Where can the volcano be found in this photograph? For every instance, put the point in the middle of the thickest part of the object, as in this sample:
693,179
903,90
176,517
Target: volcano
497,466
________________________
- Your instructions: An exact copy of all the records above is the required answer.

- Exercise answer:
Where can the volcano be found in this photograph? For every instance, put the point in the middle of the thickest part of the object, as in this sample:
693,179
903,90
176,517
Target: volcano
497,466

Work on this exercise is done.